• _EXERCISE INSTRUCTIONS_: In the entries below, how many lines contain the string "tree"? State the number and nothing else.

• _RECORDS FOR THIS EXERCISE_:
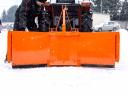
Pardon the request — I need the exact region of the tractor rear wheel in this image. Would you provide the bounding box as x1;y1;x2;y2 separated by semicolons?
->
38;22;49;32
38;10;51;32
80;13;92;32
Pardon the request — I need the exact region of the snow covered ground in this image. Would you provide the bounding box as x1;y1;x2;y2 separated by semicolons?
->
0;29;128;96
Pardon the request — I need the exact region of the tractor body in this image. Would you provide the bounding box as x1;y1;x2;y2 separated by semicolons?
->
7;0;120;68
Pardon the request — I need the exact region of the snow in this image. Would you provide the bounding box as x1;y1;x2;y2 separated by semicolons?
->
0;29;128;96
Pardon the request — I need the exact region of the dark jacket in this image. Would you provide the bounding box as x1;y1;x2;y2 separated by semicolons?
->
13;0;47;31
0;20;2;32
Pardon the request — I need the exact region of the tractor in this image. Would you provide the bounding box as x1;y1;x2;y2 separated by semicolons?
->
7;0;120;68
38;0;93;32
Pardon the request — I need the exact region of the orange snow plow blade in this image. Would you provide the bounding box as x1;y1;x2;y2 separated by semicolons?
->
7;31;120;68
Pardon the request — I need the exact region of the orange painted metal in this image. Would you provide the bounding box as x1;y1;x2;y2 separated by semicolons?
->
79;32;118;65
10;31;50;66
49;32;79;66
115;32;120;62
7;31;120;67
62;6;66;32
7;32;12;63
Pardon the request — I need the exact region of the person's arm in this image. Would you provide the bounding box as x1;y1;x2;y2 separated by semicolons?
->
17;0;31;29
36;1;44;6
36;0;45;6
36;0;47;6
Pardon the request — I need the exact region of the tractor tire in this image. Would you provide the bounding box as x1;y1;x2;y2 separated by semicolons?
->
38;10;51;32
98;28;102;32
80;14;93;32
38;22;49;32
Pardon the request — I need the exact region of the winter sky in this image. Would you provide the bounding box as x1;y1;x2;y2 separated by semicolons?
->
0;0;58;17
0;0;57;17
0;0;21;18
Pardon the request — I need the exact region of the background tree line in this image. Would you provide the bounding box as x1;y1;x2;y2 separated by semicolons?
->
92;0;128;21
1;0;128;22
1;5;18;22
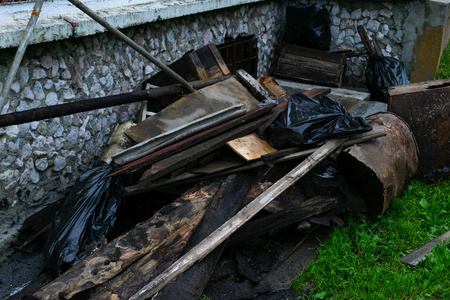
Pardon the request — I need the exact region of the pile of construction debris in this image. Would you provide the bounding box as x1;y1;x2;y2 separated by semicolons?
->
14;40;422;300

--

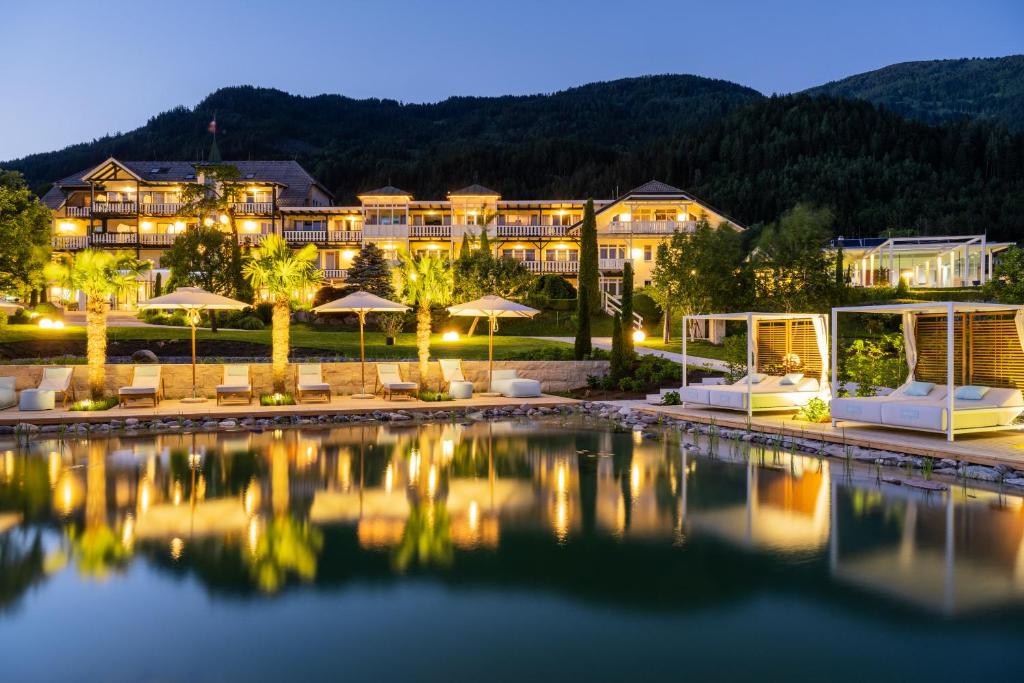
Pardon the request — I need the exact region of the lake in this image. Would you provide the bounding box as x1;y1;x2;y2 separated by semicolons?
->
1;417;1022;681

...

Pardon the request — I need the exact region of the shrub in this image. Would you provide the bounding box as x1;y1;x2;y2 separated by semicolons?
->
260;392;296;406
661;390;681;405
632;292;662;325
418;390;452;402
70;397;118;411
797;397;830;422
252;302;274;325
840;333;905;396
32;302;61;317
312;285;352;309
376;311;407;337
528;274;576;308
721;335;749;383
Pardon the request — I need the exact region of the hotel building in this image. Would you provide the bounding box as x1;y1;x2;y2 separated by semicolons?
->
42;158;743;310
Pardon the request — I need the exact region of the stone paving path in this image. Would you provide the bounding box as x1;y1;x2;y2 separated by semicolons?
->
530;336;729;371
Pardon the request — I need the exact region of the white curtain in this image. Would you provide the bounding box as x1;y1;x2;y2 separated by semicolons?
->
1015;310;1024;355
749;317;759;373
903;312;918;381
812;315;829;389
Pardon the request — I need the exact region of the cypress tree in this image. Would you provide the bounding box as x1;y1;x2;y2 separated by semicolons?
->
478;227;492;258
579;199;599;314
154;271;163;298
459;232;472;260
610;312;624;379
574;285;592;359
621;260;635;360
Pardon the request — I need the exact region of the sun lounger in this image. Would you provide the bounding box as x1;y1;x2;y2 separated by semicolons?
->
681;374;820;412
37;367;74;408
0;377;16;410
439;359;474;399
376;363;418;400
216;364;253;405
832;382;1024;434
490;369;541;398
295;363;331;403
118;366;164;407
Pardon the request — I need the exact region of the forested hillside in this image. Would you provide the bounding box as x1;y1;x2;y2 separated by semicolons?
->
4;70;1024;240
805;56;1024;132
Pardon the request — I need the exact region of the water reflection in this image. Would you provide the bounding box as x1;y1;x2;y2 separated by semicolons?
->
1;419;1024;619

• _WORKED SOLUTION_: 2